Would you retype, word for word, the line with "# test: point on every instance of the aircraft nose" and every line after it through the end of the records below?

Named-object pointing records
=-=-=
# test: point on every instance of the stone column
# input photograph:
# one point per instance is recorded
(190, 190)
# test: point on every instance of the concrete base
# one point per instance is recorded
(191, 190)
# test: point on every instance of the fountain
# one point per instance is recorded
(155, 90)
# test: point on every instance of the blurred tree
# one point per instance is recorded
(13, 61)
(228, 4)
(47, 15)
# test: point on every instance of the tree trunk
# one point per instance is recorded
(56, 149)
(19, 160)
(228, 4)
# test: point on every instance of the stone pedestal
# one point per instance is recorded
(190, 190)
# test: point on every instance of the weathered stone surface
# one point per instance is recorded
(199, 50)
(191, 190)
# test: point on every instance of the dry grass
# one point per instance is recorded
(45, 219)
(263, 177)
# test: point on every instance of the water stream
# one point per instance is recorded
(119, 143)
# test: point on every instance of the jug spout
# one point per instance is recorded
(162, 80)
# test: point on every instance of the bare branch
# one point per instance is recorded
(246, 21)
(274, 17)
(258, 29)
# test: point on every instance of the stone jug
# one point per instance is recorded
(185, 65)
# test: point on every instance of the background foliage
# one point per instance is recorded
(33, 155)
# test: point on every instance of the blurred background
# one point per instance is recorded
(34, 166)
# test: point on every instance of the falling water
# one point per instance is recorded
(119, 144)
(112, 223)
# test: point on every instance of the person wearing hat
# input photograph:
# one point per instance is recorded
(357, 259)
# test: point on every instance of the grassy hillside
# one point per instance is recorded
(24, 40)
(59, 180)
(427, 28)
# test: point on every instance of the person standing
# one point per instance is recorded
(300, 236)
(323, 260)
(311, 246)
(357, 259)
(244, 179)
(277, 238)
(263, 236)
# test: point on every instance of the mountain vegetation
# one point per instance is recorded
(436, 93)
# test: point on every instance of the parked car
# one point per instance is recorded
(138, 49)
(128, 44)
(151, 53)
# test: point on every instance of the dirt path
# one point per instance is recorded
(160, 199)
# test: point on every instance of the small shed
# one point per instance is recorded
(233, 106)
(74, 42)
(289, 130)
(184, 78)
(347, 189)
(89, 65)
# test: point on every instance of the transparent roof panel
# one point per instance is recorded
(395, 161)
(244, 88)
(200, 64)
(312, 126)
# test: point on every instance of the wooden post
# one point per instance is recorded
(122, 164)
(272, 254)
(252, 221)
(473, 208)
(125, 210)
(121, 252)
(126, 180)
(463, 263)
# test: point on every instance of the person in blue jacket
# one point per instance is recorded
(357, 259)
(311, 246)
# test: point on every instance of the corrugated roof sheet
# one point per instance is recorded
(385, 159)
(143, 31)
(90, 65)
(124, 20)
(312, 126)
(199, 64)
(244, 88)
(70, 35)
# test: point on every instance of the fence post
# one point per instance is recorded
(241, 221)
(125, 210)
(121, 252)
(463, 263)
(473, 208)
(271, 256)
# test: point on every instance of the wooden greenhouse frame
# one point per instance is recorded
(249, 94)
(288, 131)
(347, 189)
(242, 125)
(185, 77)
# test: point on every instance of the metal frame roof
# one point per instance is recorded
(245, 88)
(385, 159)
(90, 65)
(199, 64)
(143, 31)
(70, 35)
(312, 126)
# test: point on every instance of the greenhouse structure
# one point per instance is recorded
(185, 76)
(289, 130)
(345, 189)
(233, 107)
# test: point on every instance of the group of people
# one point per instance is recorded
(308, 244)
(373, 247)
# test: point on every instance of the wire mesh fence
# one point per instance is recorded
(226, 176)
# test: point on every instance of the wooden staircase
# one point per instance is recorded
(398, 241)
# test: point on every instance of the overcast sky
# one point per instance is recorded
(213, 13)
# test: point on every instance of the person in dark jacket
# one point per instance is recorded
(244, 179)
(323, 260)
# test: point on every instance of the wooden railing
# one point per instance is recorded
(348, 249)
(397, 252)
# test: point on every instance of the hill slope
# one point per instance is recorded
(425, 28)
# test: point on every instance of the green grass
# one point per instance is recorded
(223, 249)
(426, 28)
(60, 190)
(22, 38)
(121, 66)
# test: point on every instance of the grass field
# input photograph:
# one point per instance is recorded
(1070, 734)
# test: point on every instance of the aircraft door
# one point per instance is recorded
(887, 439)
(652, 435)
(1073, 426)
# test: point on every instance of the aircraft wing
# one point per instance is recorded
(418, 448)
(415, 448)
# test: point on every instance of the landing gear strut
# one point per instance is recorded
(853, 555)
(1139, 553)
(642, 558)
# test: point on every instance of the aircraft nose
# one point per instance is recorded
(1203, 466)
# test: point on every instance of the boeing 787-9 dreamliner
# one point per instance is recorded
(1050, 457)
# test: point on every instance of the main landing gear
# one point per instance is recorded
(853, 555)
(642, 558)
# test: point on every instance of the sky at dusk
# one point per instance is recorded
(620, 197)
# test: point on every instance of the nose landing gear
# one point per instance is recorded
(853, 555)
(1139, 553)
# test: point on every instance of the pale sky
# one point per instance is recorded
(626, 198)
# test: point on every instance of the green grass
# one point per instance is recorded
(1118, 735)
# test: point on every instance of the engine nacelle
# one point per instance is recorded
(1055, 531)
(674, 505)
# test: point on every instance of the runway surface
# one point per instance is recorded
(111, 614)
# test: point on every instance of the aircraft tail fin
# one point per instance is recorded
=-=-=
The result
# test: point on every instance of the aircraft nose
# one point per instance is recorded
(1203, 466)
# test: point on every instance of the boeing 787-9 dreamliner
# one point per instance is recorded
(1050, 457)
# test: point on every instance of the main landing gear
# one point per instance is recorded
(853, 555)
(642, 558)
# test: point on every instance of the sky at dusk
# one point per instance is recorded
(620, 197)
# test: point on every instance of the nose landing gear
# one point per instance is recorded
(853, 555)
(1139, 553)
# test: point on every instance of the pale sky
# one point per instance is recorded
(626, 198)
# test: point on every instance of the green grass
# one point per instance is recorded
(1118, 735)
# test: point on every instance of the engine nacelle
# one point per instance is recorded
(1055, 531)
(674, 505)
# test: point on every instance of the runway surface
# one point per instance is recorded
(111, 614)
# test: point on every instance of the aircraft tail fin
# one point per instance is recorded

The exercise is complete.